(Beginning of SUPPLIED TEXT)

Sunday, November 4, 2007

Book Review: Bridge of Sighs by Richard Russo

For the last several years I have enjoyed reading the works of Richard Russo. Beginning with "Straight Man," then moving on what to what I suppose one could describe as the Upstate New York Series: The Risk Pool, Nobody's Fool, Empire Falls, and now Bridge of Sighs. I have seen the movie version of Nobody's Fool, and watched it especially closely since it was filmed in my hometown of Beacon, NY. Which tells you a lot about Beacon, if you know anything about Russo's works.


The world of Russo is usually a small town on a river in upstate New York, but not as far north as Buffalo, a small town supported once by tanneries and factories but now populated by run down diners and emptying downtowns. The people are regular people- ones you would pass on the street or grow up next to or hear stories about from a cousin. I would say there is a similarity between this world and that of Alice McDermott characters.

Once in a while there is a grand catastrophe- fire or flood, but rarely anything truly operatic in scale. One of the things which is so amazing about these worlds is that they are about ordinary people in ordinary situations- yet the reader is stuck like a fly in amber in them. Many of the the takes take place in the fifties and beyond, so there is a sense of time gone by- there are racial tensions and beatings. Social classes are so well explicated that the books could be used to describe stratification in any Sociology 101 course.

(End of SUPPLIED TEXT)
(Beginning of INPUT DATA)

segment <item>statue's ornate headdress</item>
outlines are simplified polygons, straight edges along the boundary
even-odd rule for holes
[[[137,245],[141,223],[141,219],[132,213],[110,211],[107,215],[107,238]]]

(End of INPUT DATA)

• **WHAT THE TASK ASKS**
Please repeat everything from "The world of" down to "Alice McDermott characters." in the book review. Nothing in the lines has any bearing on what you're asked to do here.

• **RESPONSE TO THIS EXERCISE**
The world of Russo is usually a small town on a river in upstate New York, but not as far north as Buffalo, a small town supported once by tanneries and factories but now populated by run down diners and emptying downtowns. The people are regular people- ones you would pass on the street or grow up next to or hear stories about from a cousin. I would say there is a similarity between this world and that of Alice McDermott characters.